**ANGEZEIGTER TEXT:**
Le Cépage Montmartrois

Vielleicht eine schöne Story


Die häufige Erwähnung einer Lokalität im Maigret-Universum ist kein Indiz dafür, dass diese tatsächlich existiert hat – die »Brasserie Dauphine« kann als Beweis dafür gesehen werden. Mal streute Simenon wahrhaftiges Lokalkolorit ein, oft entsprang ein Restaurant oder ein Bistro seiner Fantasie. Leichter herauszufinden, was wahr ist, macht es einem der Lauf der Zeit nicht. Diesmal: das »Manière«.

Maigret weilte in der Rue Caulaincourt. Hinter dem Place de Clichy beginnt der Boulevard de Clichy, der kurz darauf abrupt eine Wendung nach rechts vollzieht. Ignoriert man die Biegung und geht weiter geradeaus, nähern wir uns einem literarischen Gedenkpunkt. Während sich die Straße langsam in Richtung Montmartre hochschraubt, spazieren wir am Cimetière de Montmartre entlang, der linker Hand liegt.

Der Kommissar befand sich in der Geschichte deshalb in der Gegend, weil die Wahrsagerin Marie Picard (Künstlername: Mademoiselle Jeanne) in ihrer Wohnung ermordet worden war. Sie hatte sich im August umbringen lassen und draußen war es heiß. Maigret wollte natürlich wissen, was passiert war. Aber sein geistiger Vater pflanzte ihm einen weiteren Gedanken ins Hirn:

Hätte Maigret doch nur die Zeit, auf ein Bier bei Manière vorbeizugehen!

Sich in den Kommissar hineinzuversetzen, fällt leicht. Außer vielleicht, man stolpert über den Namen »Manière«. Wie eingangs erwähnt, ist manches der Fantasie Simenons entsprochen, anderes aber nicht. Wie stand es um dieses Lokal?

Ja, es hat existiert. Auf der Webseite von Steve Trussel gab es einen Beitrag von Murielle Wenger, die auf ein Buch von Michel Lemoine verwies, der sich auf die Spuren der Restaurants, Bistros und Bars gemacht hatte, die Simenon beschrieben hatte. Das habe ich nicht (wobei zum jetzigen Zeitpunkt die Beschreibung »Das habe ich noch nicht.« die korrekte ist). Aber der Name des Bistros wurde als eines der Existenten erwähnt.

Das Interesse war geweckt. Was machen? Erst einmal aufgeben, denn die Suche nach der genauen Adresse brachte keine Ergebnisse, die valide waren.

**BEREITGESTELLTE DATEN:**

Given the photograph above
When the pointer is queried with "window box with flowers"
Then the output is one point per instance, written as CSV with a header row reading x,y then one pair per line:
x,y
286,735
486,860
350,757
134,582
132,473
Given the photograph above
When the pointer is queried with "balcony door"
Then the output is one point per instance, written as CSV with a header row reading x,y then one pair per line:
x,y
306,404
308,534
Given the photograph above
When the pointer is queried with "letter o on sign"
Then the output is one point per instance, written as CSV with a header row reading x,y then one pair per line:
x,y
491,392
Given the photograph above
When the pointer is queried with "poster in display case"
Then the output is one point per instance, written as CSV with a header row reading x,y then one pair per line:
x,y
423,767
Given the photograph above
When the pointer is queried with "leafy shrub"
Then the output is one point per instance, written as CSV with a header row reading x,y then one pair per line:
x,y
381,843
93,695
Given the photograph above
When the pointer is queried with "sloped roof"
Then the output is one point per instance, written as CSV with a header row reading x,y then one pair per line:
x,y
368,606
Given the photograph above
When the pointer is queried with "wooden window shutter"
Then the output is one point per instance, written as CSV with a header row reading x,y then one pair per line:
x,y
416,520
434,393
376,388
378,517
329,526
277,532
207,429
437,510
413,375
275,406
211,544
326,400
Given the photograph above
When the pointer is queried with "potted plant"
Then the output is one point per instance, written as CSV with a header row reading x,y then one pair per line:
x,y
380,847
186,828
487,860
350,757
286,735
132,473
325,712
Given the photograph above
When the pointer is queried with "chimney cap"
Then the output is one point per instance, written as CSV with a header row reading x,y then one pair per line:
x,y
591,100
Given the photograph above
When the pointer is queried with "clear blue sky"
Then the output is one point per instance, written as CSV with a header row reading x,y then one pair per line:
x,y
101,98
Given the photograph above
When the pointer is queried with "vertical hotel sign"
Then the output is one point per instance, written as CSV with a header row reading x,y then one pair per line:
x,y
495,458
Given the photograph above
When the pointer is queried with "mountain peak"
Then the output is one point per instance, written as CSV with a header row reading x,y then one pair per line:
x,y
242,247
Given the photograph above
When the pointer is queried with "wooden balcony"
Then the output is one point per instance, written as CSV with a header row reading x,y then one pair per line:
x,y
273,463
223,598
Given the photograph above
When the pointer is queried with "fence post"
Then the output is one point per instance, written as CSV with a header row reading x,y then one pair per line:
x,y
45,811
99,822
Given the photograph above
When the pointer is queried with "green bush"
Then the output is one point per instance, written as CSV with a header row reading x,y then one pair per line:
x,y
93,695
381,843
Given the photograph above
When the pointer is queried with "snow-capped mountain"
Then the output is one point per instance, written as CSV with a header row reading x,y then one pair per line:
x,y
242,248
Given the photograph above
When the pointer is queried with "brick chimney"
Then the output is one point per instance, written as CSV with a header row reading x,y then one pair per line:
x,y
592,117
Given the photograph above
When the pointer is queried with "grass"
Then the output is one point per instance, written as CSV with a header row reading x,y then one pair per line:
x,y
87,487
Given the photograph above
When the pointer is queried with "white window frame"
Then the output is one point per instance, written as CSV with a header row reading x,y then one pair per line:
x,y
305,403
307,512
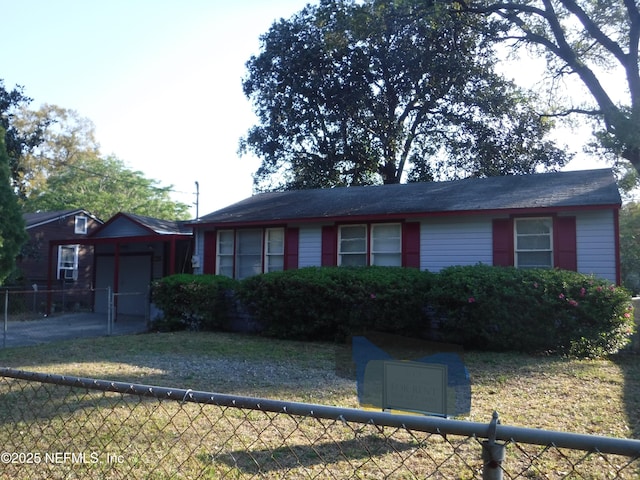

**AUFGABEN:**
A. Welchen Künstlernamen trug die ermordete Wahrsagerin Marie Picard laut dem Text über das Bistro »Manière«?
B. Führe den Text über das Bistro »Manière« im selben Stil nach seinem letzten Satz weiter.

**ANTWORTEN:**
A. Mademoiselle Jeanne.

B.
Das hielt ich jedoch nicht aus, denn allein das Wissen, dass es existierte, war wenig befriedigend. In den frühen Morgenstunden des Folgetages fiel mir ein: Anzeigen! Es wäre doch ein Wunder, wenn der Besitzer des Lokals nicht mal eine Inserat geschaltet hat und in diesem Fall ließe sich über eine Suche in Zeitungsarchiven vielleicht eine Spur entdecken.

Für das Wort »manière« gibt es die verschiedensten Übersetzungen: Art und Weise, Stil, Manier. Also allein die Suche nach dem Wort bringt unzählige Treffer. Fast scheint es, dass die Franzosen eine Vorliebe für dieses Wort haben. Was das noch toppt, ist die Liebe für das Wort »rue« und die Kombination mit »Caulaincourt« macht es erträglicher, aber nicht besser. Das Ergebnis: Das Lokal muss so gut gewesen sein, es hatte es nicht nötig, Anzeigen zu schalten.

Ein kleiner Glücksfall kam mir zupass: Ich fand die Anzeige der P.M.U. (eine Firma für Pferdewetten, die es auch heute noch gibt) in der Zeitung »L'Intransigeant«, die am 27. September 1934 ihre Kunden aufforderte, die Wetten bis 13 Uhr zu platzieren. Eine der in dem Inserat genannten Agenturen befand sich in einem Restaurant namens »Manière« in der 65, rue Caulaincourt. Da hatte ich meine genaue Adresse!

(Ein weiterer Beitrag aus dem Jahr 1940 berichtete, dass just unter der Anschrift ein Louis Manière gestorben war – woraus sich schließen lässt, dass es sich bei dem Namen des Restaurants nicht um ein Wortspiel gehandelt hat.)

Nun ist es schon eine schöne Story, dass ich offenbar die genaue Adresse so aus der Ferne ermitteln konnte. Einigermaßen amüsant finde ich es auch, dass Maigret nur die Treppe heruntergehen hätte müssen, wenn es die 67b in der Straße wirklich gegeben hätte (andere Geschichte), und er sein Bier haben könnte. Aber noch schöner ist, dass ich mit dem Restaurant – oder besser gesagt, seinem Nachfolger (»Le Cépage Montmartrois«), zweimal in einem Jahr in Kontakt gekommen war, ohne zu wissen, dass es eine Verbindung zu Maigret gab.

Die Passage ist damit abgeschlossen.